> [TASK DESCRIPTION] Lines from the one containing "Pointing guideline: for each instance of the man in red" to the end of the data below are to be restated exactly, with both ends included and nothing else.
┄┄┄┄┄┄┄┄┄┄┄┄┄┄┄┄┄┄┄┄
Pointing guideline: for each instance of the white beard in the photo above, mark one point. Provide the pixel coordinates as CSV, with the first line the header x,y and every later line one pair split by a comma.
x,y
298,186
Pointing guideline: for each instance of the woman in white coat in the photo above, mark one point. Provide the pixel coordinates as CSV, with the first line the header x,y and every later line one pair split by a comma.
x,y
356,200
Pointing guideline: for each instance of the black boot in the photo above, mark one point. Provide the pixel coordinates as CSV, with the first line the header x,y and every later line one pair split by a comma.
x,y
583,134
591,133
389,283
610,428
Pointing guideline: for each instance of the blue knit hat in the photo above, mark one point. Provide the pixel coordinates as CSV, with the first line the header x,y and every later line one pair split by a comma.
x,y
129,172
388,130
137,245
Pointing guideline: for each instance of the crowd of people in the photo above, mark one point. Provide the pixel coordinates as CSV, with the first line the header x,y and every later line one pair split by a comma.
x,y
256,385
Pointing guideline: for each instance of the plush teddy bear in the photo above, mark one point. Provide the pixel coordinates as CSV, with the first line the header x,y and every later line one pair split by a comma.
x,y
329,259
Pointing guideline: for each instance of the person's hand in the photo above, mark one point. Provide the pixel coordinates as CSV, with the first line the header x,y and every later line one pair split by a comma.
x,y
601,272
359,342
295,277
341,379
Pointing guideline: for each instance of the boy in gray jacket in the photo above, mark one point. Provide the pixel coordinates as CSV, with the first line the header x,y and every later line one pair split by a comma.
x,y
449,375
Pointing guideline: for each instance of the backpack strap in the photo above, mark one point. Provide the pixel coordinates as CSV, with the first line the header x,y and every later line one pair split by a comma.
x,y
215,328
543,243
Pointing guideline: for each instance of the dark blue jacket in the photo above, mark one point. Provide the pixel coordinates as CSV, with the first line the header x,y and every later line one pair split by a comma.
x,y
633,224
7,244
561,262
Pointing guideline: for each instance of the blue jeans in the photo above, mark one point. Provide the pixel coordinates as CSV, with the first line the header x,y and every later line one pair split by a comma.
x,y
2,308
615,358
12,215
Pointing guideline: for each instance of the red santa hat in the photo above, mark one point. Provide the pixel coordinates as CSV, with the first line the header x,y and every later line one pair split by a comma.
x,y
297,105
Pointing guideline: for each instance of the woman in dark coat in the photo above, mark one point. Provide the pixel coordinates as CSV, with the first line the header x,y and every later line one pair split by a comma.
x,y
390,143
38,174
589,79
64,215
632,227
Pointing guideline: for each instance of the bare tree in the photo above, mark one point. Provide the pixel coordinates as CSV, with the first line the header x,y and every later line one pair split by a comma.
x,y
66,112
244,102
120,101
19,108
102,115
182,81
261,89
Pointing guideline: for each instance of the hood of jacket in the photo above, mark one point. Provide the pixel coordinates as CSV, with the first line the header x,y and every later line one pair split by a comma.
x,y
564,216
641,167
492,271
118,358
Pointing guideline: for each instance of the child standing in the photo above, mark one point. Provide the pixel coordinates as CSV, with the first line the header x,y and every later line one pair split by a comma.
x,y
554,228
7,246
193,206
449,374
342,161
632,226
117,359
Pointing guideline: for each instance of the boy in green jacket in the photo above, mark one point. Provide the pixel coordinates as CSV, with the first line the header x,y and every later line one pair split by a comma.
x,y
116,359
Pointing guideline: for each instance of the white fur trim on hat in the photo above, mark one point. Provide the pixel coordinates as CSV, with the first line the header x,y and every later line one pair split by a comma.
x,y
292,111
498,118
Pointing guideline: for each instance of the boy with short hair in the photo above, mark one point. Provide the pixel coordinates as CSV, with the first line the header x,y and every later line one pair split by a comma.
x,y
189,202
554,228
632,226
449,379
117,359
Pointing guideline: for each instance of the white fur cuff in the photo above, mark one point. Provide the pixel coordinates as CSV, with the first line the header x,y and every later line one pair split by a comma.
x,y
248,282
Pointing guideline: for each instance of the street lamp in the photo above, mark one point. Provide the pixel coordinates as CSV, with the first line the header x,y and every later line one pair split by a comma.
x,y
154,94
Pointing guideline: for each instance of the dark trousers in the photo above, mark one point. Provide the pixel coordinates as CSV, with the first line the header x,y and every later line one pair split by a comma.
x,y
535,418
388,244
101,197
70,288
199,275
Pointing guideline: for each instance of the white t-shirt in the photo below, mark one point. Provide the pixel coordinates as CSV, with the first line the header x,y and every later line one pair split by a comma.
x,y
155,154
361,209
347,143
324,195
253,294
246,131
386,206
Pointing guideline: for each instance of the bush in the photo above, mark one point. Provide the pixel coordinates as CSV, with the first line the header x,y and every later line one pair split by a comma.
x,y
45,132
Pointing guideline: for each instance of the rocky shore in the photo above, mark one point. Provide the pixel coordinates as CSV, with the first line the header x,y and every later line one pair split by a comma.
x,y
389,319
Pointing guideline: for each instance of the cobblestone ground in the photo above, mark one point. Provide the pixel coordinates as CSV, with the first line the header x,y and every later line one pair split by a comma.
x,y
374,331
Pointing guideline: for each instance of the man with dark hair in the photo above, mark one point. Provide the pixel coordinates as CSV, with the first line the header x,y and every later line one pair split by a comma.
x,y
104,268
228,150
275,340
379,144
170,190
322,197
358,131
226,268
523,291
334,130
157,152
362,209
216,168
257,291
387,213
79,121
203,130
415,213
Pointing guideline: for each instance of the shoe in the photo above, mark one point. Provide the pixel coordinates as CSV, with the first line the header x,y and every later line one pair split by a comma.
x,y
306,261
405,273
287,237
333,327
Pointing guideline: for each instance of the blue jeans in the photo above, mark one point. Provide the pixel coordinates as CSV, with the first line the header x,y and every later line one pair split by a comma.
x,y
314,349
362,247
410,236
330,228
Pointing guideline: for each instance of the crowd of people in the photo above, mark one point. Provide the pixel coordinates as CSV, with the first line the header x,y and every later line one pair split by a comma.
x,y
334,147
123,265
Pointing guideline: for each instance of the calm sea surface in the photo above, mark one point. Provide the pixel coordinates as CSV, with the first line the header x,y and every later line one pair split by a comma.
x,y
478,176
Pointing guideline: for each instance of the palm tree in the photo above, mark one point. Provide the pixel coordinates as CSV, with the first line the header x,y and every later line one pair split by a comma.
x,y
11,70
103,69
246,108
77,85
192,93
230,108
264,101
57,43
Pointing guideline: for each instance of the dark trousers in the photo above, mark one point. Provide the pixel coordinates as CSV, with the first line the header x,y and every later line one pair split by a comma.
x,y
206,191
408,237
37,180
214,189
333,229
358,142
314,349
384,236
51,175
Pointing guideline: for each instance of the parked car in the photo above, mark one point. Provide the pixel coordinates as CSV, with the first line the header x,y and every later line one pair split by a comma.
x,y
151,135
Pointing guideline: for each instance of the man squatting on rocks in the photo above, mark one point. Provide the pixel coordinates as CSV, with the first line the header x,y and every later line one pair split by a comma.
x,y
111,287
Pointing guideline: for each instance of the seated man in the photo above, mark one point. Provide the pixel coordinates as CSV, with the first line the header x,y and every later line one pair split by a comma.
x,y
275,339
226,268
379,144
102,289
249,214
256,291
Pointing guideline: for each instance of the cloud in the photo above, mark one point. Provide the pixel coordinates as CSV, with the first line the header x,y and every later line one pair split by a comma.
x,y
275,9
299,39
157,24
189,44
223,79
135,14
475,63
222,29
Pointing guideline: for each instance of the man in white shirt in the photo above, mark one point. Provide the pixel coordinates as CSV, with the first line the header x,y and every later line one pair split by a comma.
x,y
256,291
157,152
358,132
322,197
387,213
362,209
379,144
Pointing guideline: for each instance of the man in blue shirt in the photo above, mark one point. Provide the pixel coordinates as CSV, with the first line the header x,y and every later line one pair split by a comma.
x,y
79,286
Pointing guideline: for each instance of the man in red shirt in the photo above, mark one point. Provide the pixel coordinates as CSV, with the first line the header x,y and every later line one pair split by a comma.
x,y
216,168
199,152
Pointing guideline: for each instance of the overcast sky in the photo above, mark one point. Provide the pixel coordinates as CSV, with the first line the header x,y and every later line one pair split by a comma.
┄┄┄┄┄┄┄┄┄┄┄┄┄┄┄┄┄┄┄┄
> [FINISHED EXERCISE]
Pointing guideline: for each instance of the man in red shirt in the photo above, mark one point. Provide the pixel coordinates as CSV, with the first line the header x,y and every later line one pair split by a comma.
x,y
216,168
199,152
Pointing guideline: for each instance of the overcast sky in the photo above, mark one point. Provide the pixel coordinates as CSV, with the first line the header x,y and every later line one pair split by a comma.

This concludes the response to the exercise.